Task requirements
Write out the entries again, swapping every "blue sky" for "open sky" and leaving everything else unchanged.

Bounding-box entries
•••••

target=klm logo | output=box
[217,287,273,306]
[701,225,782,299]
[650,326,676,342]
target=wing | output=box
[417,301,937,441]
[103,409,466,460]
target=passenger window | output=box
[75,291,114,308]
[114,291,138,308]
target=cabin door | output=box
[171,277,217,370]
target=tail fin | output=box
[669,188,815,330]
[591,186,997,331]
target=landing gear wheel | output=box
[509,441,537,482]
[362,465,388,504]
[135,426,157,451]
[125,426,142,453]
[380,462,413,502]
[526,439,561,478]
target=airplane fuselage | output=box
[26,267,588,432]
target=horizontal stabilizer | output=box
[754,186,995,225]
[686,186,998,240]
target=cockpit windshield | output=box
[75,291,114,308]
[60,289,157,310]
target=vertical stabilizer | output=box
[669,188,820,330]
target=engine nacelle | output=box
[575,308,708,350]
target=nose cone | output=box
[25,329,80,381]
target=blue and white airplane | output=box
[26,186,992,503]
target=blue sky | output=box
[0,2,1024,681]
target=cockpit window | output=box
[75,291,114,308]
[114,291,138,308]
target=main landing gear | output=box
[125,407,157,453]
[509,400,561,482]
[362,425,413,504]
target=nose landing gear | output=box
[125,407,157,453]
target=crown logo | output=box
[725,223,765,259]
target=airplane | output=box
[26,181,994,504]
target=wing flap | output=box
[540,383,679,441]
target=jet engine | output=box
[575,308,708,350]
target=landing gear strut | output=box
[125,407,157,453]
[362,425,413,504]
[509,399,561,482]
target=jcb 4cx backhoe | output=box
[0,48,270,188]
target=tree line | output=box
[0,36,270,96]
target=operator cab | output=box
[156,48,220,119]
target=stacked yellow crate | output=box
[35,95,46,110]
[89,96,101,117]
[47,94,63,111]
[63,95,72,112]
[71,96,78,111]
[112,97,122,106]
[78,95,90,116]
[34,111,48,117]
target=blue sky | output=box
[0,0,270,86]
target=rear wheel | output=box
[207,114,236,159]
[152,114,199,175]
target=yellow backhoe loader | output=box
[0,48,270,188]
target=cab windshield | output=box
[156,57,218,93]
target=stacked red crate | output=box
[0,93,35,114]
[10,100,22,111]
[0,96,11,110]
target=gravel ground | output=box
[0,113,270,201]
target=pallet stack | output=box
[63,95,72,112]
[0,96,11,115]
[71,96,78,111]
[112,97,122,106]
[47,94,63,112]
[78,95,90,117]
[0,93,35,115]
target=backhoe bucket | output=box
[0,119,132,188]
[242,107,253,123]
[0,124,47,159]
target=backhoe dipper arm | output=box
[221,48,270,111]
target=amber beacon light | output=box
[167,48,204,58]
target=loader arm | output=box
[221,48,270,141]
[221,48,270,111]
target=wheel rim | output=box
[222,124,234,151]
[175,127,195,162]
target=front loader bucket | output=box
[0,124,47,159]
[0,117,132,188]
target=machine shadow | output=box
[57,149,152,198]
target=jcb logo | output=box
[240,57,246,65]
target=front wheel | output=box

•••••

Answer to the exercise
target=klm logo | output=box
[217,287,273,306]
[701,225,782,299]
[650,326,676,342]
target=wing | output=box
[417,301,937,441]
[103,409,466,460]
target=passenger window | output=box
[75,291,114,308]
[114,291,138,308]
target=cabin door | output=box
[171,277,217,370]
target=tail fin | output=box
[669,188,815,330]
[591,186,997,331]
target=landing gear wheel | output=box
[509,441,537,482]
[362,465,388,504]
[135,426,157,451]
[125,426,142,453]
[380,462,413,502]
[526,439,561,478]
target=airplane fuselage | output=box
[26,267,588,432]
target=horizontal stabilizer | output=box
[754,186,995,225]
[686,186,998,240]
target=cockpit windshield | output=box
[75,291,114,308]
[60,289,157,310]
target=vertical stabilizer | output=box
[669,188,820,330]
target=engine nacelle | output=box
[575,308,708,350]
target=nose cone | output=box
[25,329,80,381]
target=blue and white airplane | output=box
[26,186,992,503]
target=open sky | output=box
[0,2,1024,681]
target=cockpit window | output=box
[75,291,114,308]
[114,291,138,308]
target=main landing gear | output=box
[125,407,157,453]
[509,400,561,482]
[362,425,413,504]
target=nose landing gear | output=box
[125,407,157,453]
target=crown logo | output=box
[725,223,765,259]
target=airplane | output=box
[26,181,994,504]
target=wing flap | output=box
[540,383,679,441]
target=jet engine | output=box
[575,308,708,350]
target=landing gear strut | output=box
[125,407,157,453]
[362,425,413,504]
[509,399,561,482]
target=jcb 4cx backhoe | output=box
[0,48,270,188]
target=tree line | output=box
[0,36,270,96]
target=operator cab | output=box
[156,48,220,119]
target=stacked yellow crate | output=box
[35,95,46,110]
[89,96,101,117]
[47,94,63,111]
[63,95,72,112]
[71,96,78,111]
[112,97,122,106]
[78,95,90,116]
[34,111,48,117]
target=open sky | output=box
[0,0,270,86]
target=rear wheel | output=box
[207,114,236,159]
[152,114,199,175]
target=yellow backhoe loader | output=box
[0,48,270,188]
target=cab windshield | output=box
[156,57,218,93]
target=stacked red crate | output=box
[0,93,35,114]
[10,100,22,111]
[0,96,11,110]
target=gravel ground | output=box
[0,113,270,201]
target=pallet stack | output=box
[63,95,72,112]
[0,96,11,115]
[71,96,78,111]
[112,97,122,106]
[47,94,63,112]
[78,95,90,117]
[0,93,35,115]
target=backhoe bucket | output=box
[0,119,132,188]
[242,107,253,123]
[0,124,47,159]
target=backhoe dipper arm | output=box
[221,48,270,111]
target=amber beacon light | output=box
[167,48,204,58]
target=loader arm | output=box
[221,48,270,141]
[221,48,270,111]
target=wheel rim | output=box
[222,124,234,151]
[175,127,195,162]
target=front loader bucket | output=box
[0,124,47,159]
[0,117,132,188]
target=machine shadow | output=box
[57,149,152,198]
target=jcb logo | output=box
[240,57,246,65]
target=front wheel | output=box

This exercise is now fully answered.